5.2.5 Impact of Other Measures

The impact of the treaty is demonstrated in the civic groups’ active use of recommendations of the HRCttee in ongoing litigation on discrimination against lgbt persons. The Committee expressed concerns about discrimination against lgbt people in its cos in 2008.235 In the following cos in 2014, the Committee showed its disappointment with the non-implementation in the first place and put stronger recommendations to urge the state to take measures to prevent stereotypes, prejudice and harassment, as well as remaining discriminatory practices against lgbt persons in housing services.236 These recommendations, together with the recommendation by the cescr Cttee in 2013,237 have been referred to in the complaints to support the allegation of the plaintiff for the right to same-sex marriage in ongoing strategic litigation for marriage equality in Japan filed across the country in 2019.238 It is noteworthy that unlike in previous domestic human rights litigation, the complaints and expert opinions for the strategic litigation for marriage equality contained numerous references to the human rights treaties and other international human rights instruments. The plaintiffs refer to articles 2(1), 17 and 26 of ccpr, cos of the HRCttee and cescr Cttee, General Comments or recommendations of the HRCttee, the cescr Cttee and the cedaw Cttee,239 and views of the HRCttee related to lgbt rights,240 to bolster their argument that banning same-sex marriage constitutes unfair treatment.241

5.2.6 Other Forms of Impact

The wgad gave opinions on the issues surrounding penal, preventive and immigration detention in Japan with reference to the relevant provision of ccpr, General Comments, and views of the HRCttee.242

5.2.7 Brief Conclusion

The ccpr, considered together with the crc, has had a significant impact on the Japanese judiciary and legislative change in the field of family law and child rights, such as the revision of the Civil Code provision on children born outside of wedlock and the Nationality Act. Some gradual changes and revisions of the criminal justice system and practice were observed, including the decline in the use of solitary confinement and leather handcuffs in alignment with ccpr and the recommendations by the HRCttee. However, persistent gaps remain between the recommendations of treaty bodies and state practices regarding civil and political rights. Although the HRCttee repeatedly called for the abolition of the death penalty, the government maintains that international law does not prohibit the death penalty and performed consecutive executions of death row inmates, citing that the vast majority of its nationals support the death penalty.243 As such, there has been no significant progress in the controversial issues with diplomatic, historical or political backgrounds, including comfort women, the substitute detention system and the ill-treatment of asylum seekers and undocumented immigrants in the detention and asylum process, on which the state maintains that they are a matter of government policy discretion.244

There was active and persistent advocacy and engagement of civic groups behind the successful incorporation of the HRCttee’s recommendations in the Nationality Act case and Children born outside of wedlock cases, as well as other legal and policy changes. These examples illustrate that it takes a long time with accumulative recommendations and strong civic group advocacy to bring the recommendations into real practice in Japan.

▶ _Directive 1_: Print the entries starting with their first line and going on through the line containing "<point>1011,716</point>", with both of those lines included.
The text above has no connection to the entries that follow it.

▶ _Recorded data_:
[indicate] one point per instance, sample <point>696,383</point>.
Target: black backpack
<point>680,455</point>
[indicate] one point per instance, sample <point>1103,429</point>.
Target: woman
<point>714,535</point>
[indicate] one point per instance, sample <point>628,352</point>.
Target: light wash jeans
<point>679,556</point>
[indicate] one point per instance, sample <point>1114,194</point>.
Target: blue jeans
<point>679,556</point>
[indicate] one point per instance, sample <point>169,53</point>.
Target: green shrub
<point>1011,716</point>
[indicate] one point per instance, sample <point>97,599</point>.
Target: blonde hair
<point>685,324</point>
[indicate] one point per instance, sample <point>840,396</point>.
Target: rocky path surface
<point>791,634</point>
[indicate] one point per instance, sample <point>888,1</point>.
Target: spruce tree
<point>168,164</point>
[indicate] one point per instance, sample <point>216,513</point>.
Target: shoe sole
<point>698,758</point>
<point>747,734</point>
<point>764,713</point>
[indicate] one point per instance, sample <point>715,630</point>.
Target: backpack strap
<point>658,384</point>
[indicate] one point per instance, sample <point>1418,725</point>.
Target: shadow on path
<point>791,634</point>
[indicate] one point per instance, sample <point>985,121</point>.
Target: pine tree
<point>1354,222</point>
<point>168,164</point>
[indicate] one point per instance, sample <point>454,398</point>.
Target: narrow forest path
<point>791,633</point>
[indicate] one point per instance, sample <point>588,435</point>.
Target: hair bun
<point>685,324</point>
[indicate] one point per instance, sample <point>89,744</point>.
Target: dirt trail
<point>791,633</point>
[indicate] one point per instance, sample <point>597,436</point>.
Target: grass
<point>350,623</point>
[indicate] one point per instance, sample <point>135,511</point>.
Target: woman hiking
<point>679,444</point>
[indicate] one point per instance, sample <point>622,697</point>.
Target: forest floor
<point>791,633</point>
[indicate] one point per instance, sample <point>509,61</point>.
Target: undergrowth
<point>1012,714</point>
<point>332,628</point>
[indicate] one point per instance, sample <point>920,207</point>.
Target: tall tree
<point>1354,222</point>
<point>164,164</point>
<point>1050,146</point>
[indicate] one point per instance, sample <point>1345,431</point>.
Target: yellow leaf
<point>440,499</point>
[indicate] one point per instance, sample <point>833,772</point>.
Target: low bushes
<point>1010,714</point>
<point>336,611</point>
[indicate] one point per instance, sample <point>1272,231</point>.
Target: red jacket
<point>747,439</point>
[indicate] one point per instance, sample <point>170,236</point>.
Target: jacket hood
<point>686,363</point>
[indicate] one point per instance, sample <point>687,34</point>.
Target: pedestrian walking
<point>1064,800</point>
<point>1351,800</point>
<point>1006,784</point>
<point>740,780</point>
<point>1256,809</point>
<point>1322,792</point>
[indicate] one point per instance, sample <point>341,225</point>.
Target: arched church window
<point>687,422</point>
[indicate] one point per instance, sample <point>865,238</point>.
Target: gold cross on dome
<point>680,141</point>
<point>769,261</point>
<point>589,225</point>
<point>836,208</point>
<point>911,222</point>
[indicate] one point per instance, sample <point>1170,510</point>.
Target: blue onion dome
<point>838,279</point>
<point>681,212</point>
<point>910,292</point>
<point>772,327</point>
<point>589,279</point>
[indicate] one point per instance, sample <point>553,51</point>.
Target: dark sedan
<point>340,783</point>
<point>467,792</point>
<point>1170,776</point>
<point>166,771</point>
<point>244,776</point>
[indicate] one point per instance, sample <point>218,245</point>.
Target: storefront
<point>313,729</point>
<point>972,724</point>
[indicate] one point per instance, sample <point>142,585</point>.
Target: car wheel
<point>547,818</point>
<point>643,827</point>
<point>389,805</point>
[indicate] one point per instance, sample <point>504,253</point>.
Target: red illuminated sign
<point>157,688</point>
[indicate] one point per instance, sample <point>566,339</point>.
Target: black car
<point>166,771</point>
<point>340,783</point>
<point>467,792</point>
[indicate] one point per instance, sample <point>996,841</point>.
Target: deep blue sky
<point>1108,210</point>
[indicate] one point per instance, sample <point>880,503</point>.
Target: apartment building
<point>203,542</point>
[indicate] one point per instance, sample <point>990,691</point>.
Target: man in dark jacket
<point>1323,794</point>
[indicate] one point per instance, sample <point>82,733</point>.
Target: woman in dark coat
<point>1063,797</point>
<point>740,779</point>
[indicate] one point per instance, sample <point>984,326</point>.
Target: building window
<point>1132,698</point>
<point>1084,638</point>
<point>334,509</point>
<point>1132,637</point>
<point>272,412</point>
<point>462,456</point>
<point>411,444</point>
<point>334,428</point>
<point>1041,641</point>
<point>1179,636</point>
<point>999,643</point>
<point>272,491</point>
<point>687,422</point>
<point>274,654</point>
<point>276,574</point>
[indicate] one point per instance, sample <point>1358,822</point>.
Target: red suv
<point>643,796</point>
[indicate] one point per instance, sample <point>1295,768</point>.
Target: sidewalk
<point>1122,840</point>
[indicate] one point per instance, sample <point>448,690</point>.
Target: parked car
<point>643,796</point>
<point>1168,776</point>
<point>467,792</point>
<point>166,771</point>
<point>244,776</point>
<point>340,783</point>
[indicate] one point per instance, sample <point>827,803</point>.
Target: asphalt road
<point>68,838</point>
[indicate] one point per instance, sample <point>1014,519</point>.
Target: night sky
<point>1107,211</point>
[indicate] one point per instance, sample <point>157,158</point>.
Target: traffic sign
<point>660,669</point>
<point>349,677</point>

▶ _Directive 2_:
Answer these questions from the excerpt on treaty impact in Japan:
(a) In what year was the strategic litigation for marriage equality filed across the country?
(b) Which two practices in the criminal justice system declined in alignment with ccpr and the HRCttee's recommendations?
(c) When carrying out executions, what does the government cite to justify the death penalty?

▶ _Worked answer 1_:
[indicate] one point per instance, sample <point>696,383</point>.
Target: black backpack
<point>680,455</point>
[indicate] one point per instance, sample <point>1103,429</point>.
Target: woman
<point>714,535</point>
[indicate] one point per instance, sample <point>628,352</point>.
Target: light wash jeans
<point>679,556</point>
[indicate] one point per instance, sample <point>1114,194</point>.
Target: blue jeans
<point>679,556</point>
[indicate] one point per instance, sample <point>169,53</point>.
Target: green shrub
<point>1011,716</point>

▶ _Worked answer 2_:
(a) 2019
(b) The use of solitary confinement and leather handcuffs
(c) That the vast majority of its nationals support the death penalty